## CONSIGNES
#1 Reproduisez à l'identique le passage de l'arrêt qui commence aux mots « Ainsi fait et » et s'arrête après les mots « deux mille treize. ».
#2 Les affirmations suivantes sont-elles conformes à l'arrêt ? Pour chacune, répondez par oui ou par non en citant mot pour mot les termes décisifs de l'arrêt.
(a) Mme X... a été engagée comme agent d'accueil par la société MC sécurité.
(b) La salariée a été licenciée avant la liquidation judiciaire de la société MC sécurité.
(c) L'affaire est renvoyée devant le conseil de prud'hommes de Melun.

## TEXTE SOURCE
§ §

Cour de cassation, civile, Chambre sociale, 4 décembre 2013, 12-23.859, Inédit

Texte intégral

RÉPUBLIQUE FRANCAISE
AU NOM DU PEUPLE FRANCAIS

LA COUR DE CASSATION, CHAMBRE SOCIALE, a rendu l'arrêt suivant :



Attendu, selon le jugement attaqué, rendu en dernier ressort, que Mme X... a été engagée en qualité d'agent d'accueil le 15 juillet 2010 par la société MC sécurité ; qu'étant entrée au service de la société CRIT intérim, elle ne s'est plus présentée à son lieu de travail initial à compter du 21 juin 2011 et a remis son badge le 28 juin 2011 ; qu'à la suite de la liquidation judiciaire de la société MC sécurité, prononcée le 26 juillet 2011, la salariée a été licenciée le 10 août 2011 ; qu'elle a saisi la juridiction prud'homale de demandes au titre de l'exécution et de la rupture de son contrat de travail ;

Sur le moyen unique en ce qu'il porte sur les rappels de salaire :

Attendu que la salariée fait grief au jugement de rejeter ses demandes de rappels de salaire, alors, selon le moyen, que la démission ne se présume pas et ne peut résulter du seul comportement du salarié, si ce comportement ne révèle pas clairement l'intention de démissionner ; que le fait que le salarié ne se rende plus sur son lieu de travail et s'engage dans le cadre d'un second contrat de travail, même si cette situation donne lieu à un cumul d'emploi matériellement impossible, ne suffit pas à caractériser une volonté claire et non équivoque du salarié de mettre fin au premier contrat de travail ; qu'en l'espèce, pour décider que la rupture du contrat de travail conclu avec M. Z... (MC sécurité) était imputable à Mme X... et que cette rupture se trouvait acquise à la date du 21 juin 2011, le conseil de prud'hommes a retenu qu'à cette date, la salariée, en se mettant à la disposition de la société CRIT intérim dans le cadre d'une seconde relation de travail, s'était rendue indisponible pour M. Z... du fait d'un cumul de temps de travail excédant les limites légales et en ne se rendant plus sur son lieu de travail ; qu'en statuant ainsi, alors qu'il ne caractérisait pas une volonté claire et non équivoque de Mme X... de rompre le contrat de travail conclu avec M. Z..., le conseil de prud'hommes a violé l'article L. 1231-1 du code du travail et l'article 1134 du code civil ;

Mais attendu qu'ayant retenu que la salariée ne s'était plus tenue à la disposition de son employeur, le conseil de prud'hommes a légalement justifié sa décision ;

Mais sur le moyen unique, qui est recevable, en ce qu'il porte sur les demandes liées à la rupture :

Vu l'article L. 1237-1 du code du travail ;

Attendu que, pour débouter la salariée de ses demandes, le jugement retient qu'en se mettant à la disposition de la société CRIT intérim dans le cadre d'une seconde relation de travail et en remettant son badge, l'intéressée s'était rendue indisponible pour son employeur initial du fait d'un cumul de temps de travail excédant les limites légales et en ne se rendant plus sur son lieu de travail ; que la rupture du contrat de travail est imputable à la salariée ;

Qu'en statuant ainsi, alors qu'il ne résultait pas de ses constatations que la salariée avait manifesté une volonté claire et non équivoque de démissionner, la cour d'appel a violé le texte susvisé ;

PAR CES MOTIFS :

CASSE ET ANNULE, mais seulement en ce qu'il déboute Mme X... de ses demandes liées à la rupture, le jugement rendu le 20 juin 2012, entre les parties, par le conseil de prud'hommes de Melun ; remet, en conséquence, sur ce point, la cause et les parties dans l'état où elles se trouvaient avant ledit jugement et, pour être fait droit, les renvoie devant le conseil de prud'hommes de Fontainebleau ;

Condamne M. A..., ès qualités, aux dépens ;

Vu l'article 700 du code de procédure civile , rejette la demande de M. A..., ès qualité, et le condamne à payer à Mme X... la somme de 3 000 euros ;

Dit que sur les diligences du procureur général près la Cour de cassation, le présent arrêt sera transmis pour être transcrit en marge ou à la suite du jugement partiellement cassé ;


Ainsi fait et jugé par la Cour de cassation, chambre sociale, et prononcé par le président en son audience publique du quatre décembre deux mille treize.

§ §

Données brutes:
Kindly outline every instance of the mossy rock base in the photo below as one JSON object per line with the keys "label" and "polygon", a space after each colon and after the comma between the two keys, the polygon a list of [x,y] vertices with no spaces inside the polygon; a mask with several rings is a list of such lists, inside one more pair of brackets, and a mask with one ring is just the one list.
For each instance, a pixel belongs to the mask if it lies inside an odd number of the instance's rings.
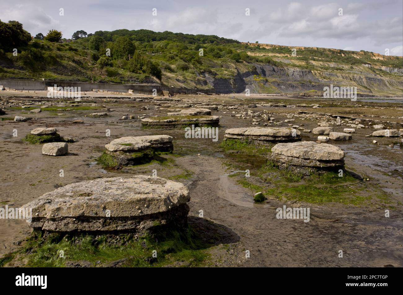
{"label": "mossy rock base", "polygon": [[197,123],[197,122],[192,122],[190,123],[186,123],[181,124],[180,123],[175,123],[171,124],[144,124],[141,123],[142,128],[143,129],[184,129],[187,127],[191,127],[192,125],[194,125],[195,127],[218,127],[220,126],[219,123],[217,124],[203,124]]}
{"label": "mossy rock base", "polygon": [[35,135],[30,133],[27,134],[23,140],[33,144],[62,141],[61,139],[60,135],[57,133],[42,135]]}
{"label": "mossy rock base", "polygon": [[[274,168],[277,168],[280,170],[290,173],[297,173],[305,176],[309,176],[312,174],[316,174],[321,175],[326,174],[328,172],[334,172],[339,173],[339,170],[341,169],[343,171],[345,170],[343,165],[333,166],[315,167],[309,166],[298,166],[290,164],[287,164],[269,160],[267,162],[267,164]],[[359,179],[361,177],[357,175],[356,178]]]}
{"label": "mossy rock base", "polygon": [[[212,245],[187,223],[156,222],[139,236],[129,231],[89,234],[34,231],[23,247],[0,260],[0,266],[23,261],[36,267],[204,266]],[[156,254],[156,255],[155,254]]]}
{"label": "mossy rock base", "polygon": [[122,151],[104,151],[98,159],[100,164],[105,167],[120,169],[123,166],[130,166],[149,163],[155,156],[155,152],[152,148],[136,152],[125,152]]}

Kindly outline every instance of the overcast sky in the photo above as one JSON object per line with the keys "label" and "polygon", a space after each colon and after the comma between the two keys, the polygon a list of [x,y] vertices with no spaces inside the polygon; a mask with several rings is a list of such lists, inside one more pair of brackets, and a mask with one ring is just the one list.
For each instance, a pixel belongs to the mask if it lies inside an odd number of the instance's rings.
{"label": "overcast sky", "polygon": [[0,4],[2,21],[18,21],[34,36],[52,29],[68,39],[79,30],[146,29],[381,54],[388,48],[391,55],[403,55],[403,0],[0,0]]}

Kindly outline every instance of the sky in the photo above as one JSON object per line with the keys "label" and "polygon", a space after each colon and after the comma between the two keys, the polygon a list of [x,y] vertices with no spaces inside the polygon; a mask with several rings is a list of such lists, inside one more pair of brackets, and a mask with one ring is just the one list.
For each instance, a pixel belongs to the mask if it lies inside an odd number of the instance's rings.
{"label": "sky", "polygon": [[33,36],[145,29],[403,55],[403,0],[0,0],[0,7],[2,21],[18,21]]}

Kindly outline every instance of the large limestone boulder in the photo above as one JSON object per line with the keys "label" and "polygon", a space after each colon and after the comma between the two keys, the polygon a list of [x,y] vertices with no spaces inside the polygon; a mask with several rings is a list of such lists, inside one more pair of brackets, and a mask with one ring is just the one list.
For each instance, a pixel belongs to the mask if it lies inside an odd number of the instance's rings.
{"label": "large limestone boulder", "polygon": [[344,164],[344,152],[328,143],[301,141],[278,143],[272,148],[269,156],[281,164],[312,167],[332,167]]}
{"label": "large limestone boulder", "polygon": [[30,143],[45,143],[64,141],[55,128],[39,127],[31,130],[23,140]]}
{"label": "large limestone boulder", "polygon": [[301,132],[293,128],[249,127],[225,131],[225,138],[262,141],[271,142],[297,141],[301,140]]}
{"label": "large limestone boulder", "polygon": [[314,134],[329,134],[332,131],[332,127],[317,127],[312,129],[312,133]]}
{"label": "large limestone boulder", "polygon": [[377,137],[394,137],[400,135],[399,131],[397,129],[385,129],[384,130],[378,130],[372,133],[372,136]]}
{"label": "large limestone boulder", "polygon": [[32,208],[29,226],[37,229],[137,232],[156,222],[186,224],[189,200],[181,183],[137,175],[72,183],[23,207]]}
{"label": "large limestone boulder", "polygon": [[348,140],[353,139],[353,135],[343,132],[330,132],[329,138],[332,140]]}
{"label": "large limestone boulder", "polygon": [[39,128],[34,129],[31,131],[31,134],[34,135],[46,135],[48,134],[54,134],[56,133],[57,131],[55,128]]}
{"label": "large limestone boulder", "polygon": [[172,136],[156,135],[127,136],[114,139],[105,145],[101,162],[110,167],[137,165],[150,162],[156,152],[172,152]]}
{"label": "large limestone boulder", "polygon": [[173,148],[172,139],[172,136],[166,135],[127,136],[114,139],[110,143],[105,145],[105,147],[110,152],[134,152],[148,148],[159,148],[160,150],[161,149],[172,150]]}
{"label": "large limestone boulder", "polygon": [[65,142],[50,142],[42,147],[42,154],[63,156],[69,152],[69,145]]}

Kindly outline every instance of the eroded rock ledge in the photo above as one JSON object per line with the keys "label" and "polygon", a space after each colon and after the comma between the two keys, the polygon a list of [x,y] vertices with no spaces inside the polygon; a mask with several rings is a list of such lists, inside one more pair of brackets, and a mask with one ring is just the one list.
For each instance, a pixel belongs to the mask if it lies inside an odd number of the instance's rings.
{"label": "eroded rock ledge", "polygon": [[313,141],[278,143],[272,148],[270,160],[280,166],[316,168],[342,167],[344,152],[339,147]]}
{"label": "eroded rock ledge", "polygon": [[157,152],[173,150],[172,137],[167,135],[127,136],[114,139],[105,145],[100,161],[105,166],[120,167],[137,165],[152,160]]}
{"label": "eroded rock ledge", "polygon": [[290,142],[301,140],[301,132],[293,128],[249,127],[227,129],[225,137],[270,142]]}
{"label": "eroded rock ledge", "polygon": [[23,207],[32,208],[36,230],[139,232],[156,223],[186,225],[189,200],[181,183],[138,175],[72,183]]}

§ §

## SOLUTIONS CI-DESSOUS
#1
Ainsi fait et jugé par la Cour de cassation, chambre sociale, et prononcé par le président en son audience publique du quatre décembre deux mille treize.

#2
(a) Oui : « Mme X... a été engagée en qualité d'agent d'accueil le 15 juillet 2010 par la société MC sécurité ».
(b) Non : « à la suite de la liquidation judiciaire de la société MC sécurité, prononcée le 26 juillet 2011, la salariée a été licenciée le 10 août 2011 ».
(c) Non : « les renvoie devant le conseil de prud'hommes de Fontainebleau ».